Opdrachten:
1. Beantwoord alsjeblieft deze vragen over het fragment:
(a) Welk klankwoord staat bij de karamelsaus die op een koud ijsje stolt?
(b) Hoe wordt de zucht weergegeven die "Krakerig, dat wel" klinkt?
(c) Hoe is de buik bij inademen?
2. Pak de tekst over de vraag welk geluid je zou zijn op na de laatste zin en schrijf hem verder.

Te lezen fragment:
★ ★ ★ ★ ★
Als ik een geluid zou zijn, wat zou ik dan zijn?
Jezus wat een rare schrijfopdracht. Wie verzint zoiets. Oh kak, dat deed ik zelf.
Natuurlijk zou ik niet zomaar een geluid zijn. In elk geval zou ik iets zijn wat verfijnd klinkt. Iets met een eigen sound en ogenblikkelijk herkenbaar. Tot in alle vezels voelbaar.
Misschien zou ik de smaak zijn van karamelsaus dat stolt op een koud ijsje. Op een zomerdag. Krakshhh. Zoiets.
Maar dat is saai. En het bestaat al. Wat moet ik nou in vredesnaam met een geluid?
Een mens kàn geen geluid zijn, een mens ís al zo veel. Aanwezig vooral. All over the place. Altijd daar. Aan, nooit uit.
Uit mijn lijf komt een diepe zucht naar boven. Een luide en met hoofdletter. Zo’n opluchtende zware zucht die zich uit de krochten van het te nauwe ribbenkarkas van mijn borstkas heeft geworsteld, op naar de vrijheid. Om langs mijn luchtpijp naar boven te dwarrelen, langs draadjes slijm die nog iets van een vage rest ontsteking dragen en zo gereutel geven.
“Ffffwwooeeehsssss” klinkt het. Krakerig, dat wel.
Ik adem uit.
Uit, uit, uit. Uiiiiiittttt. Totdat mijn buik helemaal leeg en mooi vlak is. Vlakker dan vlak. Dat kan ik. Maar alleen bij deze dramatische uitademingen. In = bolle buik. Maar uit is altijd plat. Maagdelijk plat.
★ ★ ★ ★ ★
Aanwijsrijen
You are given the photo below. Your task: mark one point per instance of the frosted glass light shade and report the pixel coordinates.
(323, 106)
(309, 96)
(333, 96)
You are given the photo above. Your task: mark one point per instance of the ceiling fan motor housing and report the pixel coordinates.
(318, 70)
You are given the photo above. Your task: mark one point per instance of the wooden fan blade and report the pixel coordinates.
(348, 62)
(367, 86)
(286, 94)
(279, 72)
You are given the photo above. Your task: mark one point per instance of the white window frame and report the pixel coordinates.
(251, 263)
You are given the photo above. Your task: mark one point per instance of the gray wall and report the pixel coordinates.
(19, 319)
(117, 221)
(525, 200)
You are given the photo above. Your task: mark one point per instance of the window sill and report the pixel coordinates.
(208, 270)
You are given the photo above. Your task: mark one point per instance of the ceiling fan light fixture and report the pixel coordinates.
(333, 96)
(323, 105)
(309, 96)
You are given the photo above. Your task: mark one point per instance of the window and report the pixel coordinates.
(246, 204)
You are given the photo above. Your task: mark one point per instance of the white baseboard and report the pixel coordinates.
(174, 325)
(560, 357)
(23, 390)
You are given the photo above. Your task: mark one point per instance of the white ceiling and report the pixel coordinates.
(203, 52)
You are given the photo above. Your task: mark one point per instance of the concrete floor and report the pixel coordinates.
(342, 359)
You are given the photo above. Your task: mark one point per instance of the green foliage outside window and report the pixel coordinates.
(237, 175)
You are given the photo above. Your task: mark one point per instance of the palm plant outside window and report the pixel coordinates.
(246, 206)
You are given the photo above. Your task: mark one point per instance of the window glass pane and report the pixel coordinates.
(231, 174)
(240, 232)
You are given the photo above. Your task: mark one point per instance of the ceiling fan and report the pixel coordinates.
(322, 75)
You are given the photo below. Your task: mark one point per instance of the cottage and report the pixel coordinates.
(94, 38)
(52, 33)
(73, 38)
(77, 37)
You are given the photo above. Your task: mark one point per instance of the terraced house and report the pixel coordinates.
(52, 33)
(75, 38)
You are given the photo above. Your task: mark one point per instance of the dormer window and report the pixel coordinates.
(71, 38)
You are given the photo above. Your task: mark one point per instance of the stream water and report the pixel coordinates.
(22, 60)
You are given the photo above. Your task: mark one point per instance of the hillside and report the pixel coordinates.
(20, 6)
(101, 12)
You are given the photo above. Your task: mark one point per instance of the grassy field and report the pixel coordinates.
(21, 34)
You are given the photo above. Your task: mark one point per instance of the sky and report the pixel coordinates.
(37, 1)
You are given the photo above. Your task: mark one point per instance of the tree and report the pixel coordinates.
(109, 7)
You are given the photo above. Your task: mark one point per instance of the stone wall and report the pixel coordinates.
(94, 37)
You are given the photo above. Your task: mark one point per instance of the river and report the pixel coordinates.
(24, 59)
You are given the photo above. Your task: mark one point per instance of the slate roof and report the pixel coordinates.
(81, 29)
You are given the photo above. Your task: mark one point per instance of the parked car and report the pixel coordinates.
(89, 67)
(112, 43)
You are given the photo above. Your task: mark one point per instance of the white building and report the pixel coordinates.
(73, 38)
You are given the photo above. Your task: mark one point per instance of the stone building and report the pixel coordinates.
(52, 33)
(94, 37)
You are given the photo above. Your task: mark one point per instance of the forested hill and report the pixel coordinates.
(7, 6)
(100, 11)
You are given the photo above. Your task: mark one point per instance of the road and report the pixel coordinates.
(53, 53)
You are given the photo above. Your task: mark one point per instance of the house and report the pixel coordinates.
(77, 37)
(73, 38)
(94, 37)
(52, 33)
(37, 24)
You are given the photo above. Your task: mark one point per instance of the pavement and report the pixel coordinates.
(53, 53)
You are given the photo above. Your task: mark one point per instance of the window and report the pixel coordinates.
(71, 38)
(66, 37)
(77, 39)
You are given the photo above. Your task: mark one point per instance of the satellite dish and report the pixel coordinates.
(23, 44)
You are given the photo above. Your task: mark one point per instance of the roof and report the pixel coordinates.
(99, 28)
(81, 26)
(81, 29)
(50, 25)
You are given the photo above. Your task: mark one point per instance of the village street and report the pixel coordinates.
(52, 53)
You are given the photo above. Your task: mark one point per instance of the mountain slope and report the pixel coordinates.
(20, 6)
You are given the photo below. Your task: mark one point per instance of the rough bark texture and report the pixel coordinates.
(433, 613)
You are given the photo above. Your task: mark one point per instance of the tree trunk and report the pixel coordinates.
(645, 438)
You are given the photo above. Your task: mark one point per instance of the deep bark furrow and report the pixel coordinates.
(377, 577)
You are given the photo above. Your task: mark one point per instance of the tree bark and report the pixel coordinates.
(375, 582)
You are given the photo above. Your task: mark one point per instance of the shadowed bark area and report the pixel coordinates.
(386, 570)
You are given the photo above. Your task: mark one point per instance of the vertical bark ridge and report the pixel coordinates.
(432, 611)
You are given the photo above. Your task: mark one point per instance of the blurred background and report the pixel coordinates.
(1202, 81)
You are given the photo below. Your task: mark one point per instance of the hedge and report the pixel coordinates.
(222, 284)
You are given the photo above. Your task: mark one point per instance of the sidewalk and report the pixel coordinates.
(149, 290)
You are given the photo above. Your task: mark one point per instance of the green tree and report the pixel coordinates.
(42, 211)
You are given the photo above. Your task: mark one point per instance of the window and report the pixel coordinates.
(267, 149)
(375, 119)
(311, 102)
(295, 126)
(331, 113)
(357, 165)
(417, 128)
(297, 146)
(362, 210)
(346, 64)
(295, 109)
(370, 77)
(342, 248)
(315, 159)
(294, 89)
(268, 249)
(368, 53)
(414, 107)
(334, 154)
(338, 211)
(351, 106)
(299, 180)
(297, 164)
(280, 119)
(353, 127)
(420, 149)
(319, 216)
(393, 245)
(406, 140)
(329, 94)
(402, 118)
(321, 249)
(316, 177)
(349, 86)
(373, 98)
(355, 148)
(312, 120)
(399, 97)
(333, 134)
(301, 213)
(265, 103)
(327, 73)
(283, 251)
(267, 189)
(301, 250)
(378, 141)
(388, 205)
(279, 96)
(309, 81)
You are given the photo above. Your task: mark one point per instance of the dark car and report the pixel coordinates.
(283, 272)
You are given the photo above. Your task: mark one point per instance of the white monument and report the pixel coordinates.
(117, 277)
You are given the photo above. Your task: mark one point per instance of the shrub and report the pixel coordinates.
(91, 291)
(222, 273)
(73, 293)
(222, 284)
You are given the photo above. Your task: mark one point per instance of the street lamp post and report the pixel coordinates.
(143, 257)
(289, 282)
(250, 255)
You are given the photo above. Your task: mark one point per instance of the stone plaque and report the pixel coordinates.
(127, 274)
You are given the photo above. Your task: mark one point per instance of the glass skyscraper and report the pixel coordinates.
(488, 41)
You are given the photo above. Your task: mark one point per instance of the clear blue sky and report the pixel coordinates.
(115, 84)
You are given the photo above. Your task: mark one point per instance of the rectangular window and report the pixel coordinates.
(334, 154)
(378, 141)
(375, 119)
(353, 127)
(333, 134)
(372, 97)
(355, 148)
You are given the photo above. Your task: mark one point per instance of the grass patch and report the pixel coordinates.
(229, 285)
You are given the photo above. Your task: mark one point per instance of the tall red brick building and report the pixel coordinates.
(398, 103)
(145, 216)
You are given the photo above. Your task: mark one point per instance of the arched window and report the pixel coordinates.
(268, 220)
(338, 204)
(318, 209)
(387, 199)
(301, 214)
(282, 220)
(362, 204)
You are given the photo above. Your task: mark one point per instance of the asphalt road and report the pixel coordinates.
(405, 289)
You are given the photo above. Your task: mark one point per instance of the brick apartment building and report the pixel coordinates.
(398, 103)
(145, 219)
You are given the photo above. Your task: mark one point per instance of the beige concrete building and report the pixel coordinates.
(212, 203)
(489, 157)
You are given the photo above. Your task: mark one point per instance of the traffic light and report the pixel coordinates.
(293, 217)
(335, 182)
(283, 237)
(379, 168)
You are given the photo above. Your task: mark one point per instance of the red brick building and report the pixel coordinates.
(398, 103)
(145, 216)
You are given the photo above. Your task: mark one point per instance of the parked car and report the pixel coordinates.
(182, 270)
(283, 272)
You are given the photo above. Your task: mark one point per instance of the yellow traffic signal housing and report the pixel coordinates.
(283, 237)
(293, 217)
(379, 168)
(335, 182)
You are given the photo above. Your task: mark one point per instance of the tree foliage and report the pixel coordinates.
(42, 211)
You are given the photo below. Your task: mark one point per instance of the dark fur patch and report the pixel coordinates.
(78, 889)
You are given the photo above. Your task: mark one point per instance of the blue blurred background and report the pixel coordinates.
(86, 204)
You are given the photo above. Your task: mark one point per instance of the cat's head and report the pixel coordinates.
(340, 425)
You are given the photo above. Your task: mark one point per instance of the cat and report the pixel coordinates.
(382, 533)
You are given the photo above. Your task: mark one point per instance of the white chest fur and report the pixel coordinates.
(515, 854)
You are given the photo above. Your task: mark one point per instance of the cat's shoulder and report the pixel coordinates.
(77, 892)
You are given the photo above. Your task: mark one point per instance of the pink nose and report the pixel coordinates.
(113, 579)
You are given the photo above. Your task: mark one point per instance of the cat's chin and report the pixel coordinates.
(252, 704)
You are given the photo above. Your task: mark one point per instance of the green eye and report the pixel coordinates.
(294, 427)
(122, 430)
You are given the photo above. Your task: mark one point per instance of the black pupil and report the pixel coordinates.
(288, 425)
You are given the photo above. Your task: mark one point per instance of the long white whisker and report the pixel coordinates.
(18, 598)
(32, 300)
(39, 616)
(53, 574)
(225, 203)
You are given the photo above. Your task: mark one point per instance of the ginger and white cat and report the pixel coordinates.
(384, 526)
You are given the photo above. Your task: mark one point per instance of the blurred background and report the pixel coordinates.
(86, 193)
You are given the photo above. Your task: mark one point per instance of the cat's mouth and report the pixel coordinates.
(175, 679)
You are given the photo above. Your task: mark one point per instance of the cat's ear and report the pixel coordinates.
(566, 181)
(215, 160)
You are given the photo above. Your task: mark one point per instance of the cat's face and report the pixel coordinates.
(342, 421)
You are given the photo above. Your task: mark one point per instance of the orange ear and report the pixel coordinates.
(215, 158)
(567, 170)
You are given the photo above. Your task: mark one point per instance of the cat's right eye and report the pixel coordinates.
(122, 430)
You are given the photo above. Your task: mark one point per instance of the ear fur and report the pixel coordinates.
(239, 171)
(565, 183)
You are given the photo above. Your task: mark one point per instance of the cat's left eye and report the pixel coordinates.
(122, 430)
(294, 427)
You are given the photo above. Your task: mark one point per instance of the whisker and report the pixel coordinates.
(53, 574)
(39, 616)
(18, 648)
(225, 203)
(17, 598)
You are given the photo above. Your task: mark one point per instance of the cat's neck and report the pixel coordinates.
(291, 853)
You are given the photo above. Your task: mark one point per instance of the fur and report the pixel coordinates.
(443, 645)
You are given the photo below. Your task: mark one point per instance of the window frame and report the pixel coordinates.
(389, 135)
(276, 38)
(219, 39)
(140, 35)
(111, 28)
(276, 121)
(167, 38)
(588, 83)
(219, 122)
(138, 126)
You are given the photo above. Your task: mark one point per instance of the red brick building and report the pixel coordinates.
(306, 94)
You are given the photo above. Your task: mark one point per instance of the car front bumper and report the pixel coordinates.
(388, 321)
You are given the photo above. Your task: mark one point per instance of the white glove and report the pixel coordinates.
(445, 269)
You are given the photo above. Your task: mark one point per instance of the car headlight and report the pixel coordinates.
★ ★ ★ ★ ★
Antwoorden per opdracht:
1.
(a) Krakshhh.
(b) Als "Ffffwwooeeehsssss".
(c) Bol.

2.
Echt even uitademen. Niet zomaar even pfff en klaar. Nee, echt helemaal die blaasbalg afwerken, vanuit mijn tenen en alsmaar zachtjes tuitend blazen. Liefst liggend op mijn buik, zodat ik kan voelen dat ik helemaal leeg raak. Zodat ik alle opgedane stress en gifstoffen van heel de dag mag teruggeven, de kosmos in. Dag, negativiteit. Dag, zware lading. Je bent niet van mij. En je bent ook niet gewenst.
Heel diep adem ik in, mijn mond getuit als door een rietje, tot mijn buik bollend antwoordt. De draadjes slijm in mijn luchtpijp borrelen gezellig mee. Nu even vasthouden. Tien tellen. En dan weer langzaam uit.
Ben ik dat geluid? Misschien. Want waar wij denken dat wij ons door het leven bewegen, beweegt het leven zich nu misschien wel door mij heen. Via mijn adem, die altijd in mij aanwezig is.
Zolang ik leef.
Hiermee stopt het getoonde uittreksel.